銀行規制の影響もあり、証券市場の機能が大きく低下する中、その機能を支える役割が期待されるのが中央銀行だ。

各中央銀行は、金融危機回避のために、大量の資金供給を実施している。米連邦準備制度理事会(FRB)は、3月15日に7,000億ドルの資産買入れを決めた。また欧州中央銀行(ECB)は、3月19日に7,500億ユーロの資産購入プログラムの導入を、臨時の理事会で決めている。日本銀行も国債現先オペ、長期国債の臨時買入れ、固定金利オペによる資金供給など、連日、大量の資金を金融機関に供給している。こうした各中央銀行が足並みを揃えた大量の資金供給は、金融危機回避のために必要な、いわゆる定石通りの対応である。

しかし、リスクが銀行というよりもノンバンクにあり、行き過ぎた証券の価格や市場機能の低下という形で、リスクが証券市場にある現局面では、銀行を主に対象とする大量の資金供給だけでは十分ではない。

中央銀行は、証券市場から証券を買入れることを通じて、市場からリスクを吸収し、リスクを引き受けることで市場の機能を維持することを図る危機対応を進めることになる。

また、中央銀行が証券市場からリスク資産を買入れ、必要に応じてノンバンクを救済するといった措置が必要になるだろう。

中央銀行は各国ごとの弱点(ウィークポイント)に対応

ただし、各国で、金融市場の弱点(ウィークポイント)はそれぞれ異なっている。中央銀行が危機対応を進める際には、各国で異なる弱点をそれぞれ見つけながら、異なる対応をおこなっていくことが求められる。

FRBは、3月17日に、米企業が短期資金の調達のために発行するCP(コマーシャルペーパー)を買い入れる、緊急措置を発動すると発表した。この措置は、リーマン・ショック直後の2008年10月に導入され、2010年10月には廃止されていた。CP市場の混乱を受けて、9年半ぶりの復活となったのだ。

足もとでは、CP市場にかなりの動揺が見られていた。1兆ドル規模の米国CP市場では、短期金融商品で運用する投資信託であるMMF(マネー・マーケット・ファンド)が主な買い手であるが、そのMMFが現金確保のために手持ちのCPの売却を進め、それがCPの金利を大きく押し上げていたのである。

━━━━━━━━━━━━━━━━━━━━

**練習問題:**
**A)** 本文の「こうした各中央銀行が足並みを揃えた大量の資金供給は、金融危機回避のために必要な、いわゆる定石通りの対応である。」を英語に訳してください。
**B)** 本文を読んで、次の問いに答えてください。
(i) ECBが臨時の理事会で資産購入プログラムの導入を決めたのは何月何日ですか。
(ii) FRBがCPを買い入れる緊急措置は、何年何月に廃止されていましたか。
(iii) 米国CP市場の主な買い手は何ですか。
**C)** 本文の「また、中央銀行が証券市場から」から「なっていくことが求められる。」までを、最後の語句も含めて一字も変えずに書き写してください。
ここから先の項目は、この練習では使いません。

━━━━━━━━━━━━━━━━━━━━

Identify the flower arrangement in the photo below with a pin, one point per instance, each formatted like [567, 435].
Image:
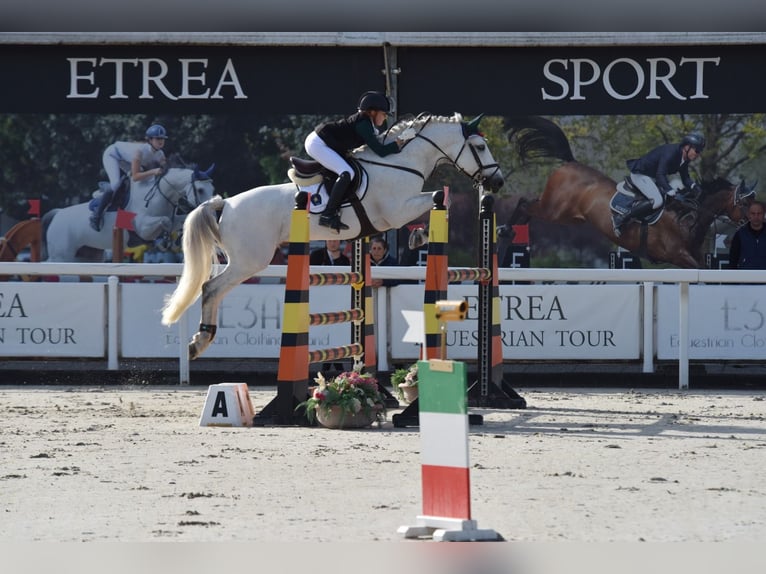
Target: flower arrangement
[351, 391]
[404, 378]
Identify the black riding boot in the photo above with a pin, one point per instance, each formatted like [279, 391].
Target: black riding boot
[97, 217]
[331, 215]
[639, 209]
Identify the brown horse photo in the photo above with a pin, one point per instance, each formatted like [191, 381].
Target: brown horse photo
[576, 193]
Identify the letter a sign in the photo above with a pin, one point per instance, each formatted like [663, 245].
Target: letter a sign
[227, 405]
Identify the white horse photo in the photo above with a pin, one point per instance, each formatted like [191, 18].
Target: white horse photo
[254, 223]
[159, 204]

━━━━━━━━━━━━━━━━━━━━

**解答:**
**A)** Such large-scale provision of funds by the central banks, acting in step with one another, is the so-called textbook response needed to avert a financial crisis.

**B)**
(i) 3月19日
(ii) 2010年10月
(iii) MMF(マネー・マーケット・ファンド)

**C)**
また、中央銀行が証券市場からリスク資産を買入れ、必要に応じてノンバンクを救済するといった措置が必要になるだろう。

中央銀行は各国ごとの弱点(ウィークポイント)に対応

ただし、各国で、金融市場の弱点(ウィークポイント)はそれぞれ異なっている。中央銀行が危機対応を進める際には、各国で異なる弱点をそれぞれ見つけながら、異なる対応をおこなっていくことが求められる。